The letter inviting participants to the meeting goes on to say, “Today we are a house divided. We believe that the next president must be able to call for a unity of effort by choosing the best talent available — without regard to political party — to help lead our nation.” Commenting on the current campaigns, it said, “More empty debate will produce neither a national consensus for governing nor a president who can successfully tackle these threats to our nation’s future.” Among the threats listed are terrorism and the federal debt.

Former Senators Sam Nunn, of Georgia, and David Boren, of Oklahoma, both Democrats, were main organizers of the meeting. Nunn currently chairs a main think tank of the ruling circles, the Center for Strategic and International Studies (CSIS) and chaired the Senate Armed Services Committee while in office. He too is considering running for president, and has also indicated he would accept a position as vice-president with Bloomberg heading the ticket. He said, “We have clearly had an erosion of our credibility and our capacity to lead.” He claims, “Most people are in the middle of the road — although they may stay in the left lane or the right lane.” He added, “The very extreme activists are in the ditch on both sides, and that’s where the money is.” Boren said that a “government of national unity” is needed to overcome the current partisan divisions in a time of national challenge.

» **Written task A**: Collect every row below that contains the word "wall", copying each one in full. Case counts.

» **Supplied entries**:
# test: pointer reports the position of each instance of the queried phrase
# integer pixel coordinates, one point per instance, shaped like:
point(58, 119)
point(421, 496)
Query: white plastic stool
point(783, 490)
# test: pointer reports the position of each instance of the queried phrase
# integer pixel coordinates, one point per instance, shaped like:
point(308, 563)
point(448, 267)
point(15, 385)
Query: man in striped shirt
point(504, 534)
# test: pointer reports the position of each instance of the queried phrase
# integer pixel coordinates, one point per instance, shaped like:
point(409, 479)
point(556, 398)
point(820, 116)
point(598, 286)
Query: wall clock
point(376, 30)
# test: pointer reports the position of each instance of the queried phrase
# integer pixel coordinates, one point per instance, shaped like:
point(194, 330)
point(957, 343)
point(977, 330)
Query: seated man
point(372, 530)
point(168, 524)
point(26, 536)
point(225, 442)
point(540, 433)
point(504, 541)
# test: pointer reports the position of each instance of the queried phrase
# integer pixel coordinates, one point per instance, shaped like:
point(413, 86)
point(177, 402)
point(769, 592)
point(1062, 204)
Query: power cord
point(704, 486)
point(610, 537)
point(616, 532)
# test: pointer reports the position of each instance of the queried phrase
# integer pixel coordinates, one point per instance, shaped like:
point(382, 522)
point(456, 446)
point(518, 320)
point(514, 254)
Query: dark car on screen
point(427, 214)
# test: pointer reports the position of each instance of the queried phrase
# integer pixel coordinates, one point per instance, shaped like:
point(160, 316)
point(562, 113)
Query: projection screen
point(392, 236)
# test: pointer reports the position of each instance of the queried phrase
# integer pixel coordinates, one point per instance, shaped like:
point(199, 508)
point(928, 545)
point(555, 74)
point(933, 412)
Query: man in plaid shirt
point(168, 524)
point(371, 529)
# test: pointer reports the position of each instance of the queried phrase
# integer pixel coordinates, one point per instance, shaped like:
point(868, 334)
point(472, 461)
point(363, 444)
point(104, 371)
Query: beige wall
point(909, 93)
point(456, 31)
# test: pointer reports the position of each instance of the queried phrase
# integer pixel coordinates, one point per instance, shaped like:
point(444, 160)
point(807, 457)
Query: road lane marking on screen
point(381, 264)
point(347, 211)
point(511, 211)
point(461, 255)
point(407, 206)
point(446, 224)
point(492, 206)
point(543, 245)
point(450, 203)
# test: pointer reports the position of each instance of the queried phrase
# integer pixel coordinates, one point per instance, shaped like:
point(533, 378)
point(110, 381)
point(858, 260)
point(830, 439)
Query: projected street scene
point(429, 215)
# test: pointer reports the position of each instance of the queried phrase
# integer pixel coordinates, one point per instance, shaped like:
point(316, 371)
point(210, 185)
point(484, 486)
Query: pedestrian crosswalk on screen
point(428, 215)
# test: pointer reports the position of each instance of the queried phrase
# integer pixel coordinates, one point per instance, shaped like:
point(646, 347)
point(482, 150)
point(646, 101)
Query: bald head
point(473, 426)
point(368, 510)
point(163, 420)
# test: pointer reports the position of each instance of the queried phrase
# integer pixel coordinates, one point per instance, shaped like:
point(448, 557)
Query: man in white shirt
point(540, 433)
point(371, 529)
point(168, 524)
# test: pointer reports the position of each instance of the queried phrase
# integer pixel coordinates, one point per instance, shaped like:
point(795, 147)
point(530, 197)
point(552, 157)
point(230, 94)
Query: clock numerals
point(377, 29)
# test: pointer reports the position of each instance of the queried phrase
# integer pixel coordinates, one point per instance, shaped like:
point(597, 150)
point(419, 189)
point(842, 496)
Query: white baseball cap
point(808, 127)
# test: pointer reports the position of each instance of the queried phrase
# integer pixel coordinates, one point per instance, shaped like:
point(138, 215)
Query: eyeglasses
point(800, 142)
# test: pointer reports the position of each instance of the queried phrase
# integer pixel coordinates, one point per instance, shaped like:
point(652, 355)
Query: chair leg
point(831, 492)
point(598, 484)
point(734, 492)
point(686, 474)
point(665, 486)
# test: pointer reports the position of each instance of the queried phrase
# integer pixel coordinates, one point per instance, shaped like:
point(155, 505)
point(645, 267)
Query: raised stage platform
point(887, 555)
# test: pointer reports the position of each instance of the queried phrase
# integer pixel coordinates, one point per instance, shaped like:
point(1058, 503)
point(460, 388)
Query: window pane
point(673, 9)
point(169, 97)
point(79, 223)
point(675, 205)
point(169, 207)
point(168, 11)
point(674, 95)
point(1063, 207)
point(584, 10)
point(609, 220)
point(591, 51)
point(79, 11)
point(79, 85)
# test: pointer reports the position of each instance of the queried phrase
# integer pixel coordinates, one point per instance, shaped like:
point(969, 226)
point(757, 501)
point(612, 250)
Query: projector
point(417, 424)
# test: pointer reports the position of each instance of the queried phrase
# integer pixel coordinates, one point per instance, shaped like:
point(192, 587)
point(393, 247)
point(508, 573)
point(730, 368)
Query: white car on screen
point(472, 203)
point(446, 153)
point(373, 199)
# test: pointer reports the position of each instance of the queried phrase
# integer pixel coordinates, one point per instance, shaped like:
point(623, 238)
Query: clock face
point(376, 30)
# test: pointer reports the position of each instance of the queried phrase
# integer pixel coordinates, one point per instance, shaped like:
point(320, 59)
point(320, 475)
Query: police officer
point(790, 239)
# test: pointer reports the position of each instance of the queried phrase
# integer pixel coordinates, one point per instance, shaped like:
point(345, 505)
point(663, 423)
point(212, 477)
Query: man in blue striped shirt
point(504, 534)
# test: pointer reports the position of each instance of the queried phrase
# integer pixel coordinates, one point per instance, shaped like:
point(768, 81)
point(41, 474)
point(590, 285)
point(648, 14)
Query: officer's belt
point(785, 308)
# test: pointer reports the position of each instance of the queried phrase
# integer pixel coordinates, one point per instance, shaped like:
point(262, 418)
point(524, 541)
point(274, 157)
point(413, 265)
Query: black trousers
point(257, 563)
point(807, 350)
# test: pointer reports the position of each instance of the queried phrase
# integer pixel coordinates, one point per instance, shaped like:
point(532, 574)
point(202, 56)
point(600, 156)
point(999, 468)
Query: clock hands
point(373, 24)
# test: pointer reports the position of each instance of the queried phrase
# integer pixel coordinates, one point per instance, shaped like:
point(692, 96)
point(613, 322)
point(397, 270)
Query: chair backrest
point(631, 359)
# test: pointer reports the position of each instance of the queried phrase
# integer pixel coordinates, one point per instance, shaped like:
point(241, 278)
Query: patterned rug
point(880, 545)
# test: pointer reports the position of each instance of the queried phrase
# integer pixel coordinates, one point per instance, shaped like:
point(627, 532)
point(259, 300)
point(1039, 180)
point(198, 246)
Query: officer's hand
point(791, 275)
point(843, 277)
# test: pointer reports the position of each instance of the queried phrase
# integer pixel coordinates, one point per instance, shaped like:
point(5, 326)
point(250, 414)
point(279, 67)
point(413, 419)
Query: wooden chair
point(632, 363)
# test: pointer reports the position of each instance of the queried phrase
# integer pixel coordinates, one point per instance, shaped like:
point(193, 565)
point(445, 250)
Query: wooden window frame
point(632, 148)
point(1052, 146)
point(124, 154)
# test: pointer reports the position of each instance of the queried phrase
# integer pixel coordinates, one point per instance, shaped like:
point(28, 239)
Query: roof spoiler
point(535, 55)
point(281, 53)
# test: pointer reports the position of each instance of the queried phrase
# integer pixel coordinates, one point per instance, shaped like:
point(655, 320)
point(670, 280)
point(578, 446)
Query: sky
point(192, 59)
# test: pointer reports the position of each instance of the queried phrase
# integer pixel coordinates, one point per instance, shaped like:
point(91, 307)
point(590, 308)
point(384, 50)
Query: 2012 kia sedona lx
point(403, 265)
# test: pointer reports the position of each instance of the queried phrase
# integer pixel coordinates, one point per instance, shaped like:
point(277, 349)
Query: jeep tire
...
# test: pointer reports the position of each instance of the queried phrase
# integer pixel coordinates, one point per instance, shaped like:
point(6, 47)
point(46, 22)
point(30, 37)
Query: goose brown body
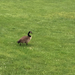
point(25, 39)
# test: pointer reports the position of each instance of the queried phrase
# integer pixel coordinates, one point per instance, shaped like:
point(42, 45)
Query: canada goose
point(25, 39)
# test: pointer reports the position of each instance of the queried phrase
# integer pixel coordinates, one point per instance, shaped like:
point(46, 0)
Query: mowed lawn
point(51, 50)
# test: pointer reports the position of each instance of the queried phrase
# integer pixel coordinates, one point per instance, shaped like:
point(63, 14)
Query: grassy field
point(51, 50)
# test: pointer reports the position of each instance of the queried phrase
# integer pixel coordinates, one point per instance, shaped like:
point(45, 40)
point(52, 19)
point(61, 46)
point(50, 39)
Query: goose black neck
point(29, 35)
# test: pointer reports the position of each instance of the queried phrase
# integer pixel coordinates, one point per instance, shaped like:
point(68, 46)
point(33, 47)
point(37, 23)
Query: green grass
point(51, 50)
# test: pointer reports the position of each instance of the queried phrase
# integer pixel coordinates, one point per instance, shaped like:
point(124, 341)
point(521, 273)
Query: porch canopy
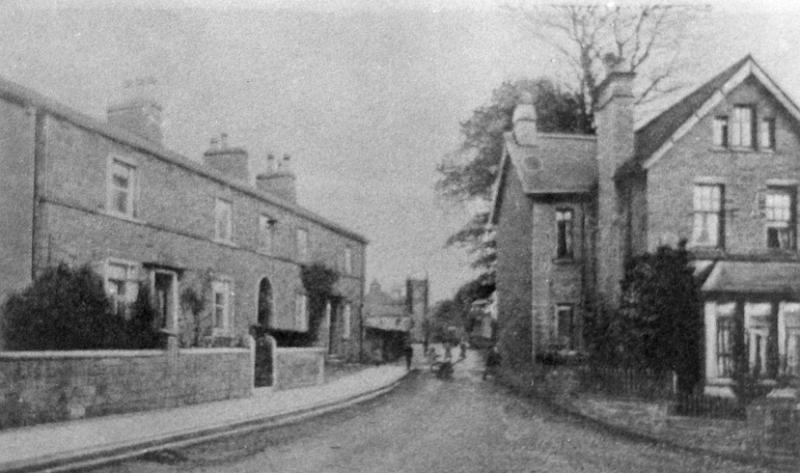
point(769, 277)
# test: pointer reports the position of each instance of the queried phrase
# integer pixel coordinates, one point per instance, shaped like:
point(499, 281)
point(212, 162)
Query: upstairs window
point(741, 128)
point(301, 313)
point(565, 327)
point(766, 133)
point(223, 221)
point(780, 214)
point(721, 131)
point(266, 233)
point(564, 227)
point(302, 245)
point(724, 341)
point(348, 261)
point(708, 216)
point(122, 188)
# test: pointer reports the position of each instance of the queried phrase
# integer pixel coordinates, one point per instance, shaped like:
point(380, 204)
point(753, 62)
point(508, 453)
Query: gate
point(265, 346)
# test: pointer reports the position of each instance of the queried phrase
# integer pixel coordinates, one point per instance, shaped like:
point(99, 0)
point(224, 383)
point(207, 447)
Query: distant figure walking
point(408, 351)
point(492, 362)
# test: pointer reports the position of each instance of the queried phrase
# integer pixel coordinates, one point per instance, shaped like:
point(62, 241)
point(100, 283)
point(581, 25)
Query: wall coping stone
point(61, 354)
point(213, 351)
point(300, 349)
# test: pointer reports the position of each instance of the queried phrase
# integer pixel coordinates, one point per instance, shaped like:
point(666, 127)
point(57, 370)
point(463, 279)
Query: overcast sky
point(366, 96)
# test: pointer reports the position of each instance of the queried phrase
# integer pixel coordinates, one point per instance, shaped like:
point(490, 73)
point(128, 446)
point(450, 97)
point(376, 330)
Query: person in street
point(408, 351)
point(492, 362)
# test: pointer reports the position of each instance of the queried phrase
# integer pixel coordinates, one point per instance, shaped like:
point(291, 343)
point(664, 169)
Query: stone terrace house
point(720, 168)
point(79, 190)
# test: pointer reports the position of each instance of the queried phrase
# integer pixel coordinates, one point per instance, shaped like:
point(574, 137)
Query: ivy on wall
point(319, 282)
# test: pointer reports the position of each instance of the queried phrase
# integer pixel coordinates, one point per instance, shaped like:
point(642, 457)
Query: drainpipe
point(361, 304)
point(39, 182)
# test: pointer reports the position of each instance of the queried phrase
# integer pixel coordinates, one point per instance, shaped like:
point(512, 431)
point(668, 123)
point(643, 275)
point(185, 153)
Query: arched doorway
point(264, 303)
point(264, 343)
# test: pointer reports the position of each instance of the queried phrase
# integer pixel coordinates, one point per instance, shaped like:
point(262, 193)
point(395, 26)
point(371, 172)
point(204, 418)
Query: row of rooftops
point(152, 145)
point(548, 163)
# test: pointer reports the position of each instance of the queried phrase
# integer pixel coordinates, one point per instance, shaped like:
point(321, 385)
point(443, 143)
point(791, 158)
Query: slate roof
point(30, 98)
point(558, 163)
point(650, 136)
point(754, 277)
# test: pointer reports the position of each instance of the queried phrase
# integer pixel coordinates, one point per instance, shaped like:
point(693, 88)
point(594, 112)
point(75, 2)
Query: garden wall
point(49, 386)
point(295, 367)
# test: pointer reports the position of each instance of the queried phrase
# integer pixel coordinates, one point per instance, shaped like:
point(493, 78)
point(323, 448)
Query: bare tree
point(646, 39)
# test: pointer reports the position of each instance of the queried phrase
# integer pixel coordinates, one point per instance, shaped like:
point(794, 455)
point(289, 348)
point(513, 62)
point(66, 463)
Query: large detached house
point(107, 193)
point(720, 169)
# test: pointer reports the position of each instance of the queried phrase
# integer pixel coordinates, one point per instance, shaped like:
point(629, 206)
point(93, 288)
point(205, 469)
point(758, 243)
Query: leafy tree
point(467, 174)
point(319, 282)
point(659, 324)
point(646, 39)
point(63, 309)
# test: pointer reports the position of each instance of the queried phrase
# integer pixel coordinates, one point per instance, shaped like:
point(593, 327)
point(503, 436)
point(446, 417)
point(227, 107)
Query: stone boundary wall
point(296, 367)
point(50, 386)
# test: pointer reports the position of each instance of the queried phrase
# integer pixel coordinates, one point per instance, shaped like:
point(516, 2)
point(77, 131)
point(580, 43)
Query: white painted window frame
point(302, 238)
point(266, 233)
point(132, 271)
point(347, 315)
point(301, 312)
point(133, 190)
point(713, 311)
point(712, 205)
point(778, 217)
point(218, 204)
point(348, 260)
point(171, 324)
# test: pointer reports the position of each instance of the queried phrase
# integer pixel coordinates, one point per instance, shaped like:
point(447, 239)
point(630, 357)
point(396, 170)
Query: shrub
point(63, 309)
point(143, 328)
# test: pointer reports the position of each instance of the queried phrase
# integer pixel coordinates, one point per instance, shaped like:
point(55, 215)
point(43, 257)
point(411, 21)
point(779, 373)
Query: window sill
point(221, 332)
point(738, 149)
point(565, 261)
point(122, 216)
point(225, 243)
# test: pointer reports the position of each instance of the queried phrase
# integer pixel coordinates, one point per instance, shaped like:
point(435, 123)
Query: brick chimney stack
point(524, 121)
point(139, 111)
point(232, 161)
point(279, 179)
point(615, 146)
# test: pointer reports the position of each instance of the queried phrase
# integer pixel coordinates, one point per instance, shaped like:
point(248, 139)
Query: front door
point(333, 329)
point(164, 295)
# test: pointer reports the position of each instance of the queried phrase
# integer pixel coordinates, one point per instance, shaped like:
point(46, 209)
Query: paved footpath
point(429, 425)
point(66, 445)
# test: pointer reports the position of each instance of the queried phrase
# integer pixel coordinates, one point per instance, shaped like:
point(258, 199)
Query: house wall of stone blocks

» **Written task B**: Please say which committee Sam Nunn chaired while in office, according to the passage on the unity meeting.

» **Output A**:
Query: wall clock
Query: beige wall
Query: wall coping stone
Query: ivy on wall
Query: garden wall
Query: stone boundary wall
Query: house wall of stone blocks

» **Output B**: The Senate Armed Services Committee.